### Document excerpt
===
Published on March 17, 2009 at 9:29 PM · No Comments

A new computerized method of testing could help world health officials better identify flu vaccines that are effective against multiple strains of the disease.

Rice University scientists who created the method say tests of data from bird flu and seasonal flu outbreaks suggest their method can better gauge the efficacy of proposed vaccines than can tests used today.

Rice's Michael Deem, the lead scientist on the project, will present the group's results March 19 at the American Physical Society's 2009 meeting in Pittsburgh. The results are also slated to appear in the forthcoming book "Influenza: Molecular Virology" from Horizon Scientific Press.

Avian flu, or bird flu, is a particularly deadly type of flu that's transmitted from birds to humans. It hasn't yet evolved into a form that can be transmitted readily between humans, but scientists and world health authorities are trying to prepare for a potential outbreak. Because the virus mutates continually, creating a vaccine in advance is problematic. For example, scientists have already found that a vaccine designed for the 1997 strain of bird flu does not work against a 2003 strain.

"Current vaccines contain only a single version of a given flu subtype," Deem said. "We wanted to gauge the effectiveness of a vaccine that contained multiple versions of a given subtype."
===
### Data extract
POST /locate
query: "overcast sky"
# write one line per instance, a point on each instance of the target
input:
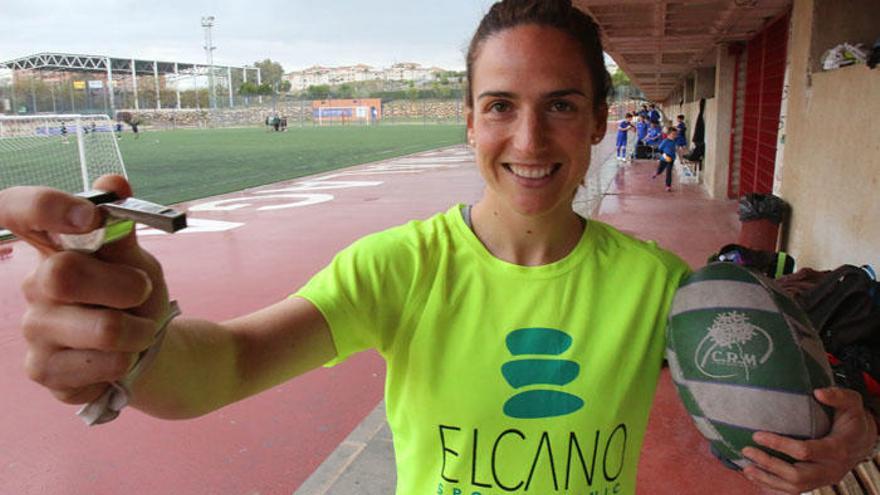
(297, 33)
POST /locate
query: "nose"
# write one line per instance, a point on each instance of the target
(530, 134)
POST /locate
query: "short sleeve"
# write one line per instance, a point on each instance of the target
(358, 297)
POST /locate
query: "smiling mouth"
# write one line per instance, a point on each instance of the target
(532, 172)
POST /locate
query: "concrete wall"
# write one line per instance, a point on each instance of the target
(716, 167)
(832, 152)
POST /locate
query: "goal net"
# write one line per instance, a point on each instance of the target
(67, 152)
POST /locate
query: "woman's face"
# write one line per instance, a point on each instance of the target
(533, 120)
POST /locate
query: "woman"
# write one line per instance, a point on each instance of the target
(517, 334)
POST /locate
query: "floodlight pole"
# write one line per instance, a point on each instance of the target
(229, 82)
(177, 84)
(110, 85)
(208, 23)
(134, 84)
(156, 80)
(259, 83)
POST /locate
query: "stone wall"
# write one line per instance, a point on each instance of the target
(297, 113)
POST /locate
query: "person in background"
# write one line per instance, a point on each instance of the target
(654, 114)
(624, 127)
(642, 129)
(667, 157)
(681, 139)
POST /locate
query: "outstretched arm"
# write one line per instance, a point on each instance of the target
(89, 316)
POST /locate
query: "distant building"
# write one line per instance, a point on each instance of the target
(317, 75)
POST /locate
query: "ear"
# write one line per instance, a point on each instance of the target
(469, 121)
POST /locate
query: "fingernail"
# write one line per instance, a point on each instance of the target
(81, 216)
(149, 286)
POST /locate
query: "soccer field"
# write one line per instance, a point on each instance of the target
(173, 166)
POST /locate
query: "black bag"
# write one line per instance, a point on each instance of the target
(771, 264)
(842, 306)
(644, 152)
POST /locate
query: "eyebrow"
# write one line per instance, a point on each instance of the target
(553, 94)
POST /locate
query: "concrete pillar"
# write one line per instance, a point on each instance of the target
(704, 83)
(718, 164)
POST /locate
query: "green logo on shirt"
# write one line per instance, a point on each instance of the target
(535, 370)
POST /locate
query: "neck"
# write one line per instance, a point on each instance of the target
(526, 240)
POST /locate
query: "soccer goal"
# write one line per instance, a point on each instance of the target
(67, 152)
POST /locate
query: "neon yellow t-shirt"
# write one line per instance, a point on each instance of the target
(504, 378)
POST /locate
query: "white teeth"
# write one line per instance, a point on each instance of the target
(531, 172)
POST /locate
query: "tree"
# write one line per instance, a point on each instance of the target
(619, 78)
(271, 73)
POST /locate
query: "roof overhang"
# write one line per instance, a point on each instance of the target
(657, 43)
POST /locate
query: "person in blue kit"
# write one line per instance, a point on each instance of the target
(653, 137)
(654, 114)
(642, 129)
(667, 157)
(624, 127)
(681, 140)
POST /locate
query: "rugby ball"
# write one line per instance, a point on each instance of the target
(745, 358)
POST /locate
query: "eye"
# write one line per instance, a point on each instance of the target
(498, 107)
(562, 106)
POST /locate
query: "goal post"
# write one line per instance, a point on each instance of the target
(67, 152)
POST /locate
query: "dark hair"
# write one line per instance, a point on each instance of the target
(559, 14)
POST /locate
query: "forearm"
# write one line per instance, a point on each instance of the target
===
### Exercise set
1. Answer these questions from the article on flu vaccine testing:
(a) On what date and at which meeting will the lead scientist present the group's results?
(b) Against which strain does a vaccine designed for the 1997 strain of bird flu not work?
(c) According to Deem, how many versions of a given flu subtype do current vaccines contain?
2. For each statement, say whether it agrees with the article on flu vaccine testing, and quote the words that decide it.
(a) Bird flu already spreads readily from one human to another.
(b) The results are due to appear in a book from Horizon Scientific Press.
(c) The testing method was created by scientists at Rice University.
3. Write a continuation of the article on flu vaccine testing, starting after its final sentence.
The records have no connection to the article on flu vaccine testing.

### Answers for this exercise
1.
(a) March 19, at the American Physical Society's 2009 meeting in Pittsburgh.
(b) A 2003 strain.
(c) Only a single version.

2.
(a) No: "It hasn't yet evolved into a form that can be transmitted readily between humans"
(b) Yes: "The results are also slated to appear in the forthcoming book "Influenza: Molecular Virology" from Horizon Scientific Press."
(c) Yes: "Rice University scientists who created the method"

3.
World health authorities currently test the efficacy of proposed flu vaccines using either ferrets, which can contract the same forms of flu as people, or genetic assays. Rice's new computerized method could be a cheaper and faster alternative.

With the new method, flu virus mutations are assigned numerical scores. Deem, Rice's John W. Cox Professor of Bioengineering and professor of physics and astronomy, and colleagues developed the method so they could assign a number that captured the amount of difference or similarity between strains. The method can also be used to test how effective a vaccine will be against divergent strains. To verify this, the team checked their results against flu vaccine data collected by the World Health Organization from 1971 to 2004.